**What to work on:** The required output is the line that contains "For the benchmark, annotate every instance of the wilted" plus every line after it in the listing below, copied exactly as it appears.

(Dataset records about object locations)
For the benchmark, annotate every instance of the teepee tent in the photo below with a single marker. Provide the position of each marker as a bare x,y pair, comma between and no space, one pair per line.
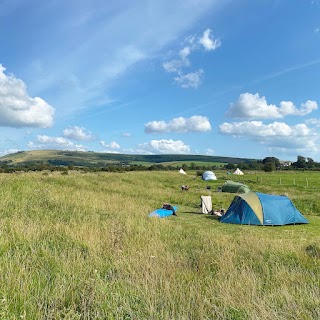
234,187
208,175
256,208
238,172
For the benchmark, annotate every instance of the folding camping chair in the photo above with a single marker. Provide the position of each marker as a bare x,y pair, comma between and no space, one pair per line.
206,204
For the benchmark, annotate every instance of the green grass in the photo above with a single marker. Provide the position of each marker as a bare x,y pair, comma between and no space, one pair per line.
81,246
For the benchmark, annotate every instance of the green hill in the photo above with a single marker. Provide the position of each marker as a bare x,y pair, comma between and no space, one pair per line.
80,158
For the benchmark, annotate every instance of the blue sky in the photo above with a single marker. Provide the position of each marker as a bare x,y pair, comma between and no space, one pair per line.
227,78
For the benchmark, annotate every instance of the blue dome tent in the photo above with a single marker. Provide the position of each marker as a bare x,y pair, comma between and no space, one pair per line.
262,209
208,175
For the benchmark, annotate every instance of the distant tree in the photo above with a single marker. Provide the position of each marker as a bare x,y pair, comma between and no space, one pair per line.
301,162
269,167
272,160
230,166
310,163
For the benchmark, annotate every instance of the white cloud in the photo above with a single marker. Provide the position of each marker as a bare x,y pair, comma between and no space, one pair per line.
111,145
180,124
184,53
9,151
164,147
276,134
313,122
47,142
189,80
17,109
252,106
209,152
208,42
78,133
175,66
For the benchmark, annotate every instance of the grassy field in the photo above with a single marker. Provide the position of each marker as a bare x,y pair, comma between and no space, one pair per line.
81,246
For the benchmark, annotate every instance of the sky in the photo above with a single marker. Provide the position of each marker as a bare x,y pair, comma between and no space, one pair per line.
237,78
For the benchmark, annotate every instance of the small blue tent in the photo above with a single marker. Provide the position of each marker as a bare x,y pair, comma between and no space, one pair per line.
262,209
208,175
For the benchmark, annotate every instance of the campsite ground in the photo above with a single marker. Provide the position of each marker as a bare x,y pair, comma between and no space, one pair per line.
81,246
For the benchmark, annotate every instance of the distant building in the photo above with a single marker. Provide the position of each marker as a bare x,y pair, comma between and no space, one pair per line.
285,163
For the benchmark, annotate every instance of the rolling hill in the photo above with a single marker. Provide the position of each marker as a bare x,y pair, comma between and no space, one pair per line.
80,158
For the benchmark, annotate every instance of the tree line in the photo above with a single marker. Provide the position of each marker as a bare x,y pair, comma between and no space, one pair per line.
268,164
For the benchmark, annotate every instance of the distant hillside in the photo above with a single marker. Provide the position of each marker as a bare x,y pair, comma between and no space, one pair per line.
79,158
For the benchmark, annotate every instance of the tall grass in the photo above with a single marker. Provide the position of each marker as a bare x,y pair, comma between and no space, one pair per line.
81,246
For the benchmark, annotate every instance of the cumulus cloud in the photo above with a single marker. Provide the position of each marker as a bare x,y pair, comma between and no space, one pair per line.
180,124
111,145
47,142
276,134
190,79
17,109
77,133
209,152
8,151
208,41
164,147
252,106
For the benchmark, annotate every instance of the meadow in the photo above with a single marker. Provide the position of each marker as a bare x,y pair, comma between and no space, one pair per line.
81,246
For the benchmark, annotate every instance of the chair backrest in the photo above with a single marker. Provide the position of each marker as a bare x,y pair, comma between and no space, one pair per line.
206,204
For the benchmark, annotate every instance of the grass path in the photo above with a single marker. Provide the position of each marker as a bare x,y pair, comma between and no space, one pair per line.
81,246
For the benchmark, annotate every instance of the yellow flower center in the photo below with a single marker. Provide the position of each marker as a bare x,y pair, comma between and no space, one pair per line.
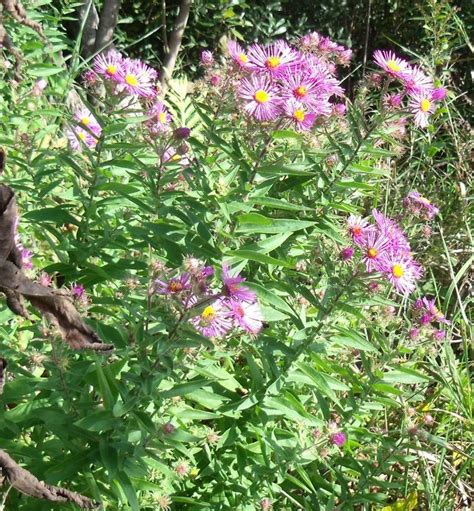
397,271
299,115
208,313
301,91
131,80
261,96
272,62
393,66
175,286
425,105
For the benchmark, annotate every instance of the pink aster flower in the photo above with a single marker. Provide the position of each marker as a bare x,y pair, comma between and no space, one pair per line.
438,94
358,228
299,115
374,246
305,88
416,81
402,272
137,79
346,253
213,321
261,98
272,59
420,206
159,121
390,63
232,286
174,285
422,108
78,137
429,312
238,54
206,58
109,65
87,120
246,315
392,100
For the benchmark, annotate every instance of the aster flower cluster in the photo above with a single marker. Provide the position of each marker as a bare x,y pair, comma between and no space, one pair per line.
86,131
426,315
420,206
212,309
128,77
386,250
417,87
278,82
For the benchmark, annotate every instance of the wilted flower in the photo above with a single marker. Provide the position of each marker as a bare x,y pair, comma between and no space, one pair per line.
420,206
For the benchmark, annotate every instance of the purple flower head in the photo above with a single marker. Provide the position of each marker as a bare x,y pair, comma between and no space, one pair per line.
109,65
213,321
338,438
420,206
238,54
428,311
438,94
160,119
390,229
174,285
261,98
246,315
402,272
137,79
416,82
272,59
26,261
392,100
232,287
422,107
375,247
215,80
206,58
299,115
346,253
182,133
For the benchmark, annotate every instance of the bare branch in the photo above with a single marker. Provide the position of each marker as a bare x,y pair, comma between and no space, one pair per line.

**Output for this task:**
For the benchmark, annotate every instance of the wilted flower in the photo above with a single marker. Provide the position of each marker as a bare x,y pair, comma between and no space, one pair per line.
420,206
For the benchmark, annotate every instance of the purple flower head in the photo above with a single marker. Provide the position of each marker as a bare x,y pair, comma between and no space, one pair per line.
109,65
213,321
338,438
420,206
238,54
428,311
438,94
160,119
390,229
174,285
261,98
246,315
402,272
137,79
416,82
272,59
26,261
392,100
232,287
422,107
375,247
215,80
206,58
299,115
346,253
182,133
For the benchmark, annotate every instance of the bare branch in the photo above with a single marker. Provide the position of each marker as a bare x,y pair, comma between and no space, one pair per line.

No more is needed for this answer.